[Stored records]
:::::

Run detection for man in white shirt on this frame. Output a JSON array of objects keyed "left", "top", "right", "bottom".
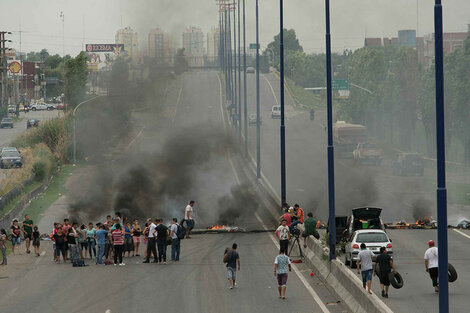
[
  {"left": 169, "top": 218, "right": 181, "bottom": 261},
  {"left": 276, "top": 220, "right": 291, "bottom": 253},
  {"left": 357, "top": 243, "right": 375, "bottom": 294},
  {"left": 424, "top": 240, "right": 439, "bottom": 292},
  {"left": 143, "top": 219, "right": 157, "bottom": 263},
  {"left": 184, "top": 200, "right": 195, "bottom": 238}
]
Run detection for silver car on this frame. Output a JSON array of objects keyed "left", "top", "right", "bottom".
[
  {"left": 344, "top": 229, "right": 393, "bottom": 268},
  {"left": 248, "top": 114, "right": 262, "bottom": 126}
]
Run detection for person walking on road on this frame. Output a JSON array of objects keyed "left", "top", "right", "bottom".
[
  {"left": 276, "top": 220, "right": 291, "bottom": 253},
  {"left": 22, "top": 214, "right": 34, "bottom": 254},
  {"left": 302, "top": 212, "right": 318, "bottom": 248},
  {"left": 155, "top": 218, "right": 169, "bottom": 264},
  {"left": 274, "top": 247, "right": 292, "bottom": 299},
  {"left": 10, "top": 219, "right": 22, "bottom": 255},
  {"left": 143, "top": 219, "right": 158, "bottom": 263},
  {"left": 95, "top": 225, "right": 108, "bottom": 265},
  {"left": 169, "top": 218, "right": 181, "bottom": 261},
  {"left": 357, "top": 243, "right": 374, "bottom": 294},
  {"left": 424, "top": 240, "right": 439, "bottom": 293},
  {"left": 184, "top": 201, "right": 195, "bottom": 238},
  {"left": 32, "top": 226, "right": 40, "bottom": 257},
  {"left": 224, "top": 243, "right": 240, "bottom": 289},
  {"left": 374, "top": 247, "right": 397, "bottom": 298},
  {"left": 53, "top": 227, "right": 66, "bottom": 263},
  {"left": 0, "top": 229, "right": 8, "bottom": 265},
  {"left": 111, "top": 223, "right": 125, "bottom": 266}
]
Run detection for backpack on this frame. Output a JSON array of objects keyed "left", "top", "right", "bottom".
[
  {"left": 72, "top": 259, "right": 86, "bottom": 267},
  {"left": 223, "top": 248, "right": 232, "bottom": 263},
  {"left": 176, "top": 224, "right": 185, "bottom": 240}
]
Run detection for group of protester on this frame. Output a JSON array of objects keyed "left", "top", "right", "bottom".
[{"left": 0, "top": 214, "right": 39, "bottom": 266}]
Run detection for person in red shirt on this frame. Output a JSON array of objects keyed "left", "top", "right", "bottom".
[
  {"left": 111, "top": 223, "right": 125, "bottom": 266},
  {"left": 279, "top": 208, "right": 292, "bottom": 227}
]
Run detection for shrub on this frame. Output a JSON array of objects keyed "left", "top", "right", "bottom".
[{"left": 31, "top": 143, "right": 56, "bottom": 181}]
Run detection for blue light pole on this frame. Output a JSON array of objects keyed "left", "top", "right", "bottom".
[
  {"left": 325, "top": 0, "right": 336, "bottom": 260},
  {"left": 243, "top": 0, "right": 248, "bottom": 155},
  {"left": 237, "top": 0, "right": 242, "bottom": 138},
  {"left": 434, "top": 1, "right": 448, "bottom": 312},
  {"left": 279, "top": 0, "right": 286, "bottom": 206},
  {"left": 255, "top": 0, "right": 261, "bottom": 179}
]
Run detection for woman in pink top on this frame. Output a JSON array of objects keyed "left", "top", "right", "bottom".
[{"left": 111, "top": 223, "right": 125, "bottom": 266}]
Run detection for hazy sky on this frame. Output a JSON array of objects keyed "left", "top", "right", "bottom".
[{"left": 0, "top": 0, "right": 469, "bottom": 56}]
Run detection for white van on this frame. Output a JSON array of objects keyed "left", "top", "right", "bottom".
[{"left": 271, "top": 105, "right": 281, "bottom": 118}]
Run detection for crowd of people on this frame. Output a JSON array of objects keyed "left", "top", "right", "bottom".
[{"left": 1, "top": 201, "right": 197, "bottom": 267}]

:::::

**PROBLEM DESCRIPTION:**
Write out the entries above in full and exactly; no pictures.

**FINISHED EXERCISE:**
Run detection for man in white shirt on this frame. Output a JSON array of objects keyed "left", "top", "right", "bottom".
[
  {"left": 169, "top": 218, "right": 181, "bottom": 261},
  {"left": 276, "top": 220, "right": 291, "bottom": 253},
  {"left": 357, "top": 243, "right": 375, "bottom": 294},
  {"left": 424, "top": 240, "right": 439, "bottom": 292},
  {"left": 143, "top": 219, "right": 157, "bottom": 263},
  {"left": 184, "top": 200, "right": 195, "bottom": 238}
]
Run detection for silver car on this frame. Output a JSON array of objects keyed "left", "top", "right", "bottom".
[
  {"left": 344, "top": 229, "right": 393, "bottom": 268},
  {"left": 248, "top": 114, "right": 262, "bottom": 126}
]
Run detection for person walking on road on this frame. Output a JSON array of objects keyed "left", "top", "right", "bottom".
[
  {"left": 276, "top": 220, "right": 291, "bottom": 253},
  {"left": 22, "top": 214, "right": 34, "bottom": 254},
  {"left": 302, "top": 212, "right": 318, "bottom": 248},
  {"left": 155, "top": 218, "right": 169, "bottom": 264},
  {"left": 274, "top": 247, "right": 292, "bottom": 299},
  {"left": 10, "top": 219, "right": 22, "bottom": 255},
  {"left": 143, "top": 219, "right": 158, "bottom": 263},
  {"left": 95, "top": 225, "right": 108, "bottom": 265},
  {"left": 169, "top": 218, "right": 181, "bottom": 261},
  {"left": 357, "top": 243, "right": 374, "bottom": 294},
  {"left": 424, "top": 240, "right": 439, "bottom": 293},
  {"left": 184, "top": 201, "right": 195, "bottom": 238},
  {"left": 32, "top": 226, "right": 40, "bottom": 257},
  {"left": 224, "top": 243, "right": 240, "bottom": 289},
  {"left": 374, "top": 247, "right": 397, "bottom": 298},
  {"left": 53, "top": 227, "right": 66, "bottom": 263},
  {"left": 0, "top": 229, "right": 8, "bottom": 265},
  {"left": 111, "top": 223, "right": 125, "bottom": 266}
]
Run detection for backpack on this frame. Output a JSON array of objects keyed "left", "top", "right", "bottom".
[
  {"left": 72, "top": 259, "right": 86, "bottom": 267},
  {"left": 223, "top": 248, "right": 232, "bottom": 263},
  {"left": 176, "top": 224, "right": 185, "bottom": 240}
]
Run detection for group of protester on this frame. Output a JSON array of objects keyed "left", "top", "right", "bottom".
[{"left": 0, "top": 214, "right": 39, "bottom": 266}]
Run detection for person in red shirt on this frame. Output a JSON array of objects keyed "left", "top", "right", "bottom".
[
  {"left": 111, "top": 223, "right": 125, "bottom": 266},
  {"left": 279, "top": 208, "right": 292, "bottom": 227}
]
Run detection for shrub on this frame. Output a JSON array of objects keyed "left", "top", "right", "bottom".
[{"left": 31, "top": 143, "right": 56, "bottom": 181}]
Run detection for blue light pole on this frame. Output a JSON array of objects keyed "left", "top", "right", "bottom".
[
  {"left": 325, "top": 0, "right": 336, "bottom": 260},
  {"left": 243, "top": 0, "right": 248, "bottom": 155},
  {"left": 237, "top": 0, "right": 242, "bottom": 138},
  {"left": 434, "top": 1, "right": 448, "bottom": 312},
  {"left": 279, "top": 0, "right": 286, "bottom": 206},
  {"left": 255, "top": 0, "right": 261, "bottom": 179}
]
Run detection for woman in pink top on this frame. Output a JSON array of objects keyed "left", "top", "right", "bottom".
[{"left": 111, "top": 223, "right": 125, "bottom": 266}]
Run detection for hazy sky on this frame. Output a JSON array of objects keyed "left", "top", "right", "bottom".
[{"left": 0, "top": 0, "right": 469, "bottom": 56}]
Run detection for white van on this frame. Output a JSON array of objects keyed "left", "top", "right", "bottom".
[{"left": 271, "top": 105, "right": 281, "bottom": 118}]
Run detection for crowd of people on this frame. Output a JSON array of objects keyed "left", "top", "right", "bottom".
[{"left": 1, "top": 201, "right": 197, "bottom": 267}]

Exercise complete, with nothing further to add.